### Document passage
Il Piombi

Il Piombi

On 26th July, 1755 Giacomo Casanova exchanged the pleasures of the life of a Venetian libertine for that of an inmate in ‘Il Piombi’ (‘The Leads’).  His larchwood-lined cell measured eight feet by ten feet and was only five feet in height (Casanova was himself over six feet).  The entrance was a lofty three feet in height.  For over fifteen months he had remained incarcerated in ‘Il Piombi’, when, during the night of 31st October and 1st November, 1756, along with priest and prison mate Marino Balbi, he made his memorable escape.

Before discussing Il Piombi and Casanova further it is worth pausing to consider European attitudes to crime and punishment as it existed up until that time.

The penal systems of Europe, prior to the mid-eighteenth century, have been described as a theatre of horror.  And for good reason.  Someone condemned to death, for example, might be burned, drowned, hanged, quartered, flayed, boiled, broken on the wheel, impaled, crushed, decapitated, buried or flung from a cliff.  For less serious crimes there was mutilation (such as blinding, castration, the loss of the nose, the ears, a limb or an extremity), flogging, public humiliation, imprisonment and fines.  Trials themselves were regularly conducted on the basis of torture to obtain confessions along with ordeals by water, hot iron or combat to obtain proofs of innocence or guilt.

These grisly proceedings, however, were not the product of despotic tyrannies designed to oppress the general population.  On the contrary.  Crime, especially violent crime, was regarded as a menace by all citizens and there was immense pressure upon authorities to deal with perpetrators harshly.   There was a widespread belief that the more severe the punishment the greater the deterrence. Decapitated heads impaled on stakes, corpses hanging from gibbets, criminals being flogged or languishing in the stocks, men and women mutilated and scarred, were everyday reminders to all of the fate that awaited those who failed to keep to the straight and narrow.  Authorities that were insufficiently zealous in undertaking their duties would come in for sharp criticism.  Moreover, public participation was an intrinsic feature of the judicial process.  An execution could be a very large draw, as evidenced in 1757 by that of Robert Damiens, would-be regicide of Louis XV.

### Record extracts
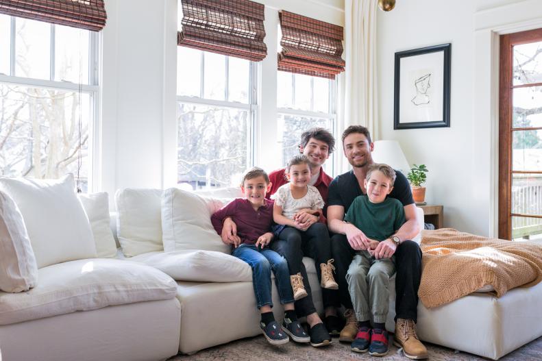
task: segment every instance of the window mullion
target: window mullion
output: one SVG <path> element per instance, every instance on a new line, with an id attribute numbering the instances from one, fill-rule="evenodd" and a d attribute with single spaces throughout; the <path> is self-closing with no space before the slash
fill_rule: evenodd
<path id="1" fill-rule="evenodd" d="M 315 111 L 315 77 L 310 77 L 310 110 Z"/>
<path id="2" fill-rule="evenodd" d="M 292 105 L 295 106 L 295 74 L 292 74 Z"/>
<path id="3" fill-rule="evenodd" d="M 11 16 L 11 47 L 10 47 L 10 75 L 15 76 L 15 32 L 16 27 L 15 25 L 15 16 Z"/>
<path id="4" fill-rule="evenodd" d="M 205 54 L 203 51 L 200 51 L 200 53 L 201 53 L 200 58 L 201 71 L 199 73 L 199 97 L 203 99 L 205 94 Z"/>
<path id="5" fill-rule="evenodd" d="M 55 81 L 55 25 L 51 24 L 51 39 L 49 40 L 49 80 Z"/>
<path id="6" fill-rule="evenodd" d="M 225 76 L 224 77 L 224 100 L 230 100 L 230 57 L 224 57 L 225 62 Z"/>

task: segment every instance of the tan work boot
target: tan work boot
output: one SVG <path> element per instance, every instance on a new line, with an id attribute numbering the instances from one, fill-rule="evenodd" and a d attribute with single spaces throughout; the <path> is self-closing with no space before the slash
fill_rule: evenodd
<path id="1" fill-rule="evenodd" d="M 345 312 L 345 319 L 346 319 L 346 325 L 341 330 L 338 340 L 343 343 L 352 343 L 358 334 L 358 320 L 356 319 L 356 314 L 351 308 Z"/>
<path id="2" fill-rule="evenodd" d="M 320 286 L 328 290 L 338 290 L 338 285 L 333 277 L 333 271 L 335 267 L 332 264 L 333 258 L 328 261 L 328 263 L 320 264 L 320 271 L 321 271 L 322 280 L 320 282 Z"/>
<path id="3" fill-rule="evenodd" d="M 397 319 L 395 323 L 395 336 L 393 345 L 403 348 L 403 353 L 412 360 L 428 358 L 427 349 L 418 339 L 414 320 Z"/>
<path id="4" fill-rule="evenodd" d="M 305 286 L 303 286 L 303 277 L 301 273 L 290 276 L 290 283 L 292 284 L 293 299 L 295 301 L 307 296 L 307 291 L 305 290 Z"/>

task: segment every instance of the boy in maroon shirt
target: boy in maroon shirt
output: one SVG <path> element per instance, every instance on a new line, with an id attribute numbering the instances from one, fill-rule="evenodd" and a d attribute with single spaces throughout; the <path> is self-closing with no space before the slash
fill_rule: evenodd
<path id="1" fill-rule="evenodd" d="M 245 198 L 237 198 L 216 212 L 211 216 L 211 222 L 219 234 L 227 217 L 231 217 L 237 224 L 236 235 L 225 242 L 234 246 L 234 256 L 246 262 L 252 269 L 252 284 L 262 317 L 260 327 L 269 343 L 286 343 L 288 341 L 287 335 L 295 342 L 308 343 L 310 338 L 294 310 L 288 263 L 284 257 L 267 247 L 273 240 L 271 227 L 273 202 L 265 199 L 270 186 L 269 177 L 263 169 L 250 169 L 245 173 L 241 184 Z M 271 269 L 285 310 L 282 327 L 271 312 Z"/>

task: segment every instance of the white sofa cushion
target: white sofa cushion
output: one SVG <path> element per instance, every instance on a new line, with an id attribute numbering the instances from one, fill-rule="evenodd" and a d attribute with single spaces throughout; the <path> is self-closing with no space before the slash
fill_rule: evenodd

### Exercise objective
In the Il Piombi text, write out the part that opens with the words containing "Before discussing Il" and closes with "innocence or guilt.", putting "disfigurement" in place of "mutilation".

### Full answer
Before discussing Il Piombi and Casanova further it is worth pausing to consider European attitudes to crime and punishment as it existed up until that time.

The penal systems of Europe, prior to the mid-eighteenth century, have been described as a theatre of horror.  And for good reason.  Someone condemned to death, for example, might be burned, drowned, hanged, quartered, flayed, boiled, broken on the wheel, impaled, crushed, decapitated, buried or flung from a cliff.  For less serious crimes there was disfigurement (such as blinding, castration, the loss of the nose, the ears, a limb or an extremity), flogging, public humiliation, imprisonment and fines.  Trials themselves were regularly conducted on the basis of torture to obtain confessions along with ordeals by water, hot iron or combat to obtain proofs of innocence or guilt.